[Exercise]
Please convert every line of the items below into a Markdown table with the columns Row and Line, numbering each row and skipping blank lines. Leave the pictures out of the table.
━━━━━━━━━━━━━━━━━━━━━━━━━━━━━━
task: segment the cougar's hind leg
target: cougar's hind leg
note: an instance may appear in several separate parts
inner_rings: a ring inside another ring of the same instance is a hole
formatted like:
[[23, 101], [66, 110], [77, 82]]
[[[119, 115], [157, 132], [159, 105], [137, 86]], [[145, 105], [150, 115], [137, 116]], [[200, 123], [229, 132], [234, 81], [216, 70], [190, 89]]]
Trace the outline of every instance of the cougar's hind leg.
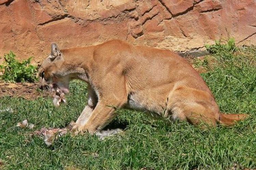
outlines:
[[186, 120], [202, 128], [215, 126], [219, 118], [218, 107], [211, 94], [180, 86], [169, 96], [168, 109], [173, 119]]

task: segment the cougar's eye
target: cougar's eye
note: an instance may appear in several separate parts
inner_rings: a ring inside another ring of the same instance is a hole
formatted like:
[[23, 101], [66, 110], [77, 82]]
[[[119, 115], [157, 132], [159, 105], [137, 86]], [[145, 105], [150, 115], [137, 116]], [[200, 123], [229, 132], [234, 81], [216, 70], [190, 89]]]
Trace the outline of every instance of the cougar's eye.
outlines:
[[41, 77], [42, 79], [43, 79], [44, 77], [44, 71], [43, 71], [41, 73]]

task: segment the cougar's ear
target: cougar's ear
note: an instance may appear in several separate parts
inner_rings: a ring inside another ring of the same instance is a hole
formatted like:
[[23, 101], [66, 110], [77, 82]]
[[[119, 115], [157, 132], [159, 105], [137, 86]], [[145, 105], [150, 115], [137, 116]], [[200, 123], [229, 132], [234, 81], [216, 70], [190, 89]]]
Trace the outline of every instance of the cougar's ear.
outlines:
━━━━━━━━━━━━━━━━━━━━━━━━━━━━━━
[Solved problem]
| Row | Line |
|---|---|
| 1 | task: segment the cougar's hind leg |
| 2 | target: cougar's hind leg |
| 3 | note: an instance may appear in several separate parts |
| 4 | inner_rings: a ring inside another ring of the same instance is a hole |
| 5 | formatted like: |
| 6 | [[23, 101], [66, 110], [77, 82]] |
| 7 | [[[119, 115], [157, 132], [159, 105], [137, 86]], [[145, 105], [150, 115], [137, 116]], [[200, 123], [229, 132], [234, 81], [216, 70], [190, 89]]] |
| 8 | Trace the outline of every instance of the cougar's hind leg. |
| 9 | outlines: |
| 10 | [[186, 120], [202, 128], [215, 126], [219, 118], [218, 107], [211, 94], [180, 86], [169, 96], [168, 109], [173, 119]] |
| 11 | task: segment the cougar's eye |
| 12 | target: cougar's eye |
| 13 | note: an instance may appear in several separate parts |
| 14 | inner_rings: a ring inside another ring of the same instance is a hole |
| 15 | formatted like: |
| 16 | [[23, 101], [66, 110], [77, 82]] |
| 17 | [[[119, 115], [157, 132], [159, 105], [137, 86]], [[145, 105], [150, 115], [137, 116]], [[200, 123], [229, 132], [234, 81], [216, 70], [190, 89]]] |
| 18 | Trace the outline of every instance of the cougar's eye. |
| 19 | outlines: |
| 20 | [[41, 77], [42, 79], [43, 79], [44, 77], [44, 71], [43, 71], [41, 73]] |
| 21 | task: segment the cougar's ear |
| 22 | target: cougar's ear |
| 23 | note: an instance may appear in several separate parts |
| 24 | inner_rings: a ring inside another ring of the same instance is a hole |
| 25 | formatted like: |
| 26 | [[23, 101], [66, 110], [77, 82]] |
| 27 | [[[119, 115], [157, 132], [159, 105], [137, 86]], [[145, 105], [150, 115], [137, 116]], [[200, 123], [229, 132], [234, 81], [216, 70], [190, 89]]] |
| 28 | Trace the outline of every instance of the cougar's ear. |
| 29 | outlines: |